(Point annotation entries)
____

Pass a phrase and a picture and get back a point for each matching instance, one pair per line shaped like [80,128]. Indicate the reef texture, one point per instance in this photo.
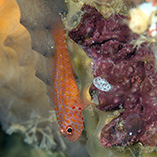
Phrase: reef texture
[129,70]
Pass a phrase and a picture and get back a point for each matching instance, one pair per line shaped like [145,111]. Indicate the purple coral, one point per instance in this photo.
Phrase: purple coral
[131,73]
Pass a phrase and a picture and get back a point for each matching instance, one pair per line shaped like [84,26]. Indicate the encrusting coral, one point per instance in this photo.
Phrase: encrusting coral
[25,105]
[128,74]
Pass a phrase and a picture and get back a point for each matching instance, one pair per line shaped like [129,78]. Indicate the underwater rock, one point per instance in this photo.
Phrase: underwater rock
[129,70]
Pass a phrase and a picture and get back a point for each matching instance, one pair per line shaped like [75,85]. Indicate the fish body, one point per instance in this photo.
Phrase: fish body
[66,97]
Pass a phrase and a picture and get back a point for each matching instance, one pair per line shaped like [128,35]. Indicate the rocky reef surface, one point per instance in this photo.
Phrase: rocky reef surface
[125,77]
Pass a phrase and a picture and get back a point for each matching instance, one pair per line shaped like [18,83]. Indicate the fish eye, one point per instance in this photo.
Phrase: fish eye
[69,130]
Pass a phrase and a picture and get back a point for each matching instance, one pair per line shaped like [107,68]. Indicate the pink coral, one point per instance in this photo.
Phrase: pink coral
[130,71]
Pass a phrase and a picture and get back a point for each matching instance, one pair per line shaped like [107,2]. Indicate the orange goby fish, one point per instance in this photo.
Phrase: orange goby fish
[66,97]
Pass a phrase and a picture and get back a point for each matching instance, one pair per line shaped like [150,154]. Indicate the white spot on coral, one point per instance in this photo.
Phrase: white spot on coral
[130,133]
[102,84]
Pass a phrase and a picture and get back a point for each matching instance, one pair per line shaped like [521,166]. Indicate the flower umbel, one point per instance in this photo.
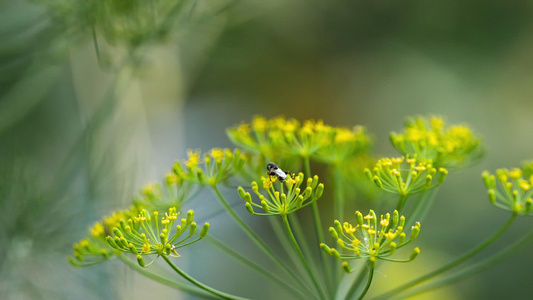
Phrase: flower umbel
[94,249]
[372,239]
[283,198]
[312,139]
[149,234]
[510,190]
[391,175]
[430,139]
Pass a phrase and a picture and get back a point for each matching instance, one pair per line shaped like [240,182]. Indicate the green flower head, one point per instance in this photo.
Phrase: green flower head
[510,190]
[372,239]
[394,176]
[152,234]
[94,249]
[282,198]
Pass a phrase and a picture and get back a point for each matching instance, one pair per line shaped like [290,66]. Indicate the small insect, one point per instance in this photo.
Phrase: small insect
[274,170]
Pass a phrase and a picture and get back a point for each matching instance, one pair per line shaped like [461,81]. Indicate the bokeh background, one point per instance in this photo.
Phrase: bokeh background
[95,102]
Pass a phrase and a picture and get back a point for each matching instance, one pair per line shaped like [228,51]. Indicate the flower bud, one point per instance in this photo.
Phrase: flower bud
[415,253]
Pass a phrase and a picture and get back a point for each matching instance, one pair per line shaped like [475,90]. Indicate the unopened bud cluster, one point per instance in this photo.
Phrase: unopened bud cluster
[371,238]
[510,190]
[284,198]
[149,234]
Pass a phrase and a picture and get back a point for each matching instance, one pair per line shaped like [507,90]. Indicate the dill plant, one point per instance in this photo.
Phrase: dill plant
[318,264]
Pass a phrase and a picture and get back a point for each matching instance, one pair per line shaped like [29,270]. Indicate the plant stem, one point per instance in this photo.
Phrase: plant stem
[319,233]
[199,284]
[259,243]
[422,206]
[174,284]
[476,268]
[319,289]
[452,264]
[356,283]
[252,265]
[368,283]
[401,203]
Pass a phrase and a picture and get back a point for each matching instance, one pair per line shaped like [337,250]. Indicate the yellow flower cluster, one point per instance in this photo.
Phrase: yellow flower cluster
[151,234]
[311,139]
[510,190]
[94,249]
[445,146]
[279,201]
[395,176]
[372,239]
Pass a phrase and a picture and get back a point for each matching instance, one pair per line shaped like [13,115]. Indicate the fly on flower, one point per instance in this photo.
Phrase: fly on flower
[274,170]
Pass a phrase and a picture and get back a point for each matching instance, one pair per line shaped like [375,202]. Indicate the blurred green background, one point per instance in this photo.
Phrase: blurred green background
[96,100]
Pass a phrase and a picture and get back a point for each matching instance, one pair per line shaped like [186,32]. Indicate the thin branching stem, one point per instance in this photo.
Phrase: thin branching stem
[452,264]
[199,284]
[320,292]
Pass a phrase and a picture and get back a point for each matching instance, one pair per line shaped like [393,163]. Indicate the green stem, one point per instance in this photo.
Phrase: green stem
[252,265]
[422,206]
[199,284]
[356,283]
[319,233]
[173,284]
[339,193]
[283,239]
[368,283]
[476,268]
[401,203]
[339,205]
[259,243]
[321,293]
[452,264]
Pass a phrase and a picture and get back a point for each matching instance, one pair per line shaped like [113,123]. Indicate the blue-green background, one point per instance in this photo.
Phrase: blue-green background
[70,152]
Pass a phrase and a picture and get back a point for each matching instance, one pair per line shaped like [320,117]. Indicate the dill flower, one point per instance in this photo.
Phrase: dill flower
[393,176]
[283,198]
[279,136]
[370,239]
[446,146]
[150,234]
[94,249]
[214,167]
[510,190]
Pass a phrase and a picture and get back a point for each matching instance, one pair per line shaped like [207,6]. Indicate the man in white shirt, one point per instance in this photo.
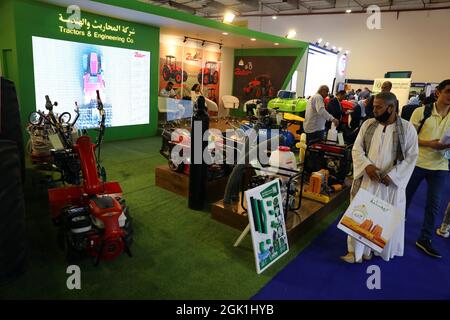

____

### Written request
Pull out every line of the entries above that contains the word "blue".

### Written answer
Pass a phrase and a picture and get back a point for each matching instance, one pair per line shaped like [113,123]. Indicate the blue-green background, one point per instance in this photo.
Phrase: blue-green background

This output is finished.